■ **REQUIRED ACTION A**: From the RAG evaluation excerpt, reproduce the passage that begins at the words "If you’re below" and stops after "your content type.".
■ **REQUIRED ACTION B**: Summarize the RAG evaluation excerpt in two sentences.
■ **REQUIRED ACTION C**: According to the RAG evaluation excerpt, why should chunks overlap? Answer in one or two sentences.

[EXTRACTED TEXT Boundary: Start]

Step 7: Evaluation — Don’t Skip This

Most RAG tutorials end at “it works!” That’s not good enough for production. You need to evaluate retrieval quality and answer quality.

# src/evaluate.py
from dataclasses import dataclass


@dataclass
class TestCase:
    question: str
    expected_answer: str
    expected_source: str


# Define test cases based on your documents
TEST_CASES = [
    TestCase(
        question="What is the return policy for electronics?",
        expected_answer="30-day return window",
        expected_source="return-policy.pdf",
    ),
    TestCase(
        question="What are the API rate limits?",
        expected_answer="100 requests per minute",
        expected_source="api-docs.md",
    ),
]


def evaluate_retrieval(retriever, test_cases: list[TestCase]):
    """Evaluate retrieval quality."""
    results = []
    for tc in test_cases:
        docs = retriever.invoke(tc.question)
        sources = [d.metadata.get("source", "") for d in docs]

        # Check if expected source is in retrieved documents
        source_found = any(tc.expected_source in s for s in sources)

        # Check if expected answer content is in retrieved chunks
        content = " ".join([d.page_content for d in docs])
        answer_found = tc.expected_answer.lower() in content.lower()

        results.append({
            "question": tc.question,
            "source_found": source_found,
            "answer_in_context": answer_found,
        })

    # Calculate metrics
    source_recall = sum(r["source_found"] for r in results) / len(results)
    context_recall = sum(r["answer_in_context"] for r in results) / len(results)

    print(f"Source Recall: {source_recall:.1%}")
    print(f"Context Recall: {context_recall:.1%}")
    return results

Target metrics:

Source Recall > 90%: The correct source document should appear in retrieved chunks for 9 out of 10 queries
Context Recall > 80%: The information needed to answer should be present in retrieved chunks for 8 out of 10 queries

If you’re below these thresholds, adjust chunk_size, chunk_overlap, or retriever parameters before worrying about the LLM prompt.

Common Mistakes (and How to Avoid Them)

Mistake 1: Chunks Too Small

If your chunks are 200 tokens, they lack context. The LLM receives disconnected sentence fragments and hallucinates to fill the gaps. Start with 1,000 characters and adjust based on your content type.

Mistake 2: No Overlap

Zero overlap means information at chunk boundaries is split. If a key paragraph is cut in half, neither chunk contains the full answer. Always use at least 10-20% overlap.

Mistake 3: Ignoring Metadata

Don’t strip metadata from documents. Source filename, page number, section headers — all of these help the LLM cite sources and help you debug retrieval issues.

Mistake 4: Too Many Retrieved Chunks

Retrieving 10 chunks when 4 would suffice dilutes the signal with noise. The LLM has to wade through irrelevant content, increasing the chance of hallucination. Start with k=4 and increase only if you’re getting low context recall.

Mistake 5: No Evaluation

You cannot improve what you don’t measure. Build the evaluation pipeline FIRST, before you start tweaking parameters.

[EXTRACTED TEXT Boundary: End]
[RECORD SET Boundary: Start]

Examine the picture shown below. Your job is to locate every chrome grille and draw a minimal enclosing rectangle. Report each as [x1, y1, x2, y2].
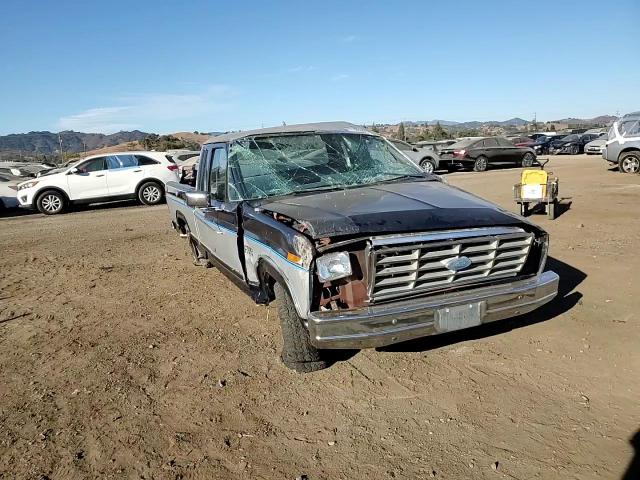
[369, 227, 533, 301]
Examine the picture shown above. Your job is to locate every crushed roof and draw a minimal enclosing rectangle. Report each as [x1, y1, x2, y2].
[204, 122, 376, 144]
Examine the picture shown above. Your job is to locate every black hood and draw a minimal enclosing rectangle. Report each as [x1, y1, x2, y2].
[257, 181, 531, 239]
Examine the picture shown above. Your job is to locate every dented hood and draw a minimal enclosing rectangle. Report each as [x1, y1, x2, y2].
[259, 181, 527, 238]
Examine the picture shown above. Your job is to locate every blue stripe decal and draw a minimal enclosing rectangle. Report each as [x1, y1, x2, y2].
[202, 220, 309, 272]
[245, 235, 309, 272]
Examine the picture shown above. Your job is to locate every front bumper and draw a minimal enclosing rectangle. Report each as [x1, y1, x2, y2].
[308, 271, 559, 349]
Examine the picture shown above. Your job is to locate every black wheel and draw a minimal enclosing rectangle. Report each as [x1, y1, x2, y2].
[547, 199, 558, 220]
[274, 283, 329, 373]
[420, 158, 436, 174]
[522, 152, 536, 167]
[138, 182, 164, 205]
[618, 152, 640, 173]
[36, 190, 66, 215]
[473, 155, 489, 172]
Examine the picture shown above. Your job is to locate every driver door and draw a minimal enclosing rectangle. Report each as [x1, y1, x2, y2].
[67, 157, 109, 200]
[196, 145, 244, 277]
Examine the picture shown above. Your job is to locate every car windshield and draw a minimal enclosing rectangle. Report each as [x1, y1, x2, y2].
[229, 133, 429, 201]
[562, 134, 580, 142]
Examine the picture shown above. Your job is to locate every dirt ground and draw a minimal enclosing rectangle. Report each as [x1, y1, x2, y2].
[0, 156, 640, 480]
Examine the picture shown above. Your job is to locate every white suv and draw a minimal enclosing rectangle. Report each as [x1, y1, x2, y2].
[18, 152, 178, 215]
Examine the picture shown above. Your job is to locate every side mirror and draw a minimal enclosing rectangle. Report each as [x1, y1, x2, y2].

[RECORD SET Boundary: End]
[RECORD SET Boundary: Start]

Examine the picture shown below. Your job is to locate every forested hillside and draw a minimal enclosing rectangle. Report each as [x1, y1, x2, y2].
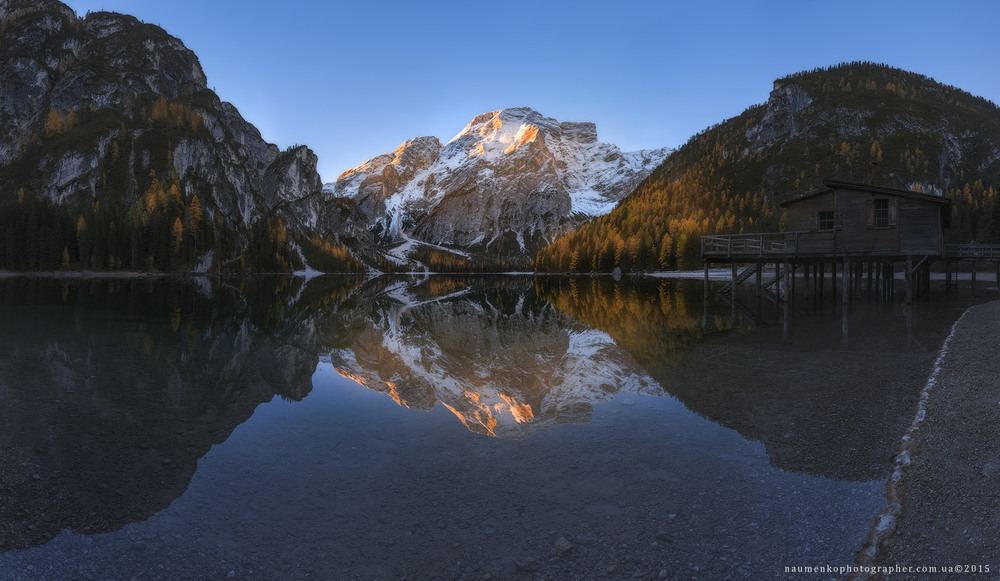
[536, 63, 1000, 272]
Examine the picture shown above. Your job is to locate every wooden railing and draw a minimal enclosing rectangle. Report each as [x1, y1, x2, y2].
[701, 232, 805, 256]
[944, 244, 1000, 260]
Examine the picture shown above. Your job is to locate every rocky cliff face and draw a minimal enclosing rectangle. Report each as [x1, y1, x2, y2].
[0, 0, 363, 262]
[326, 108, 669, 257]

[RECORD SET Boundary: End]

■ **PROBLEM SOLUTION A**:
If you’re below these thresholds, adjust chunk_size, chunk_overlap, or retriever parameters before worrying about the LLM prompt.

Common Mistakes (and How to Avoid Them)

Mistake 1: Chunks Too Small

If your chunks are 200 tokens, they lack context. The LLM receives disconnected sentence fragments and hallucinates to fill the gaps. Start with 1,000 characters and adjust based on your content type.

■ **PROBLEM SOLUTION B**: The excerpt says production RAG systems need evaluation of retrieval and answer quality. It gives Python code that measures source recall and context recall against test cases, with targets above 90% and 80%, and it lists five common mistakes: chunks that are too small, no overlap, stripped metadata, too many retrieved chunks, and no evaluation.

■ **PROBLEM SOLUTION C**: With zero overlap, information at chunk boundaries is split, so a key paragraph cut in half leaves neither chunk with the full answer. For that reason the excerpt recommends always using at least 10-20% overlap.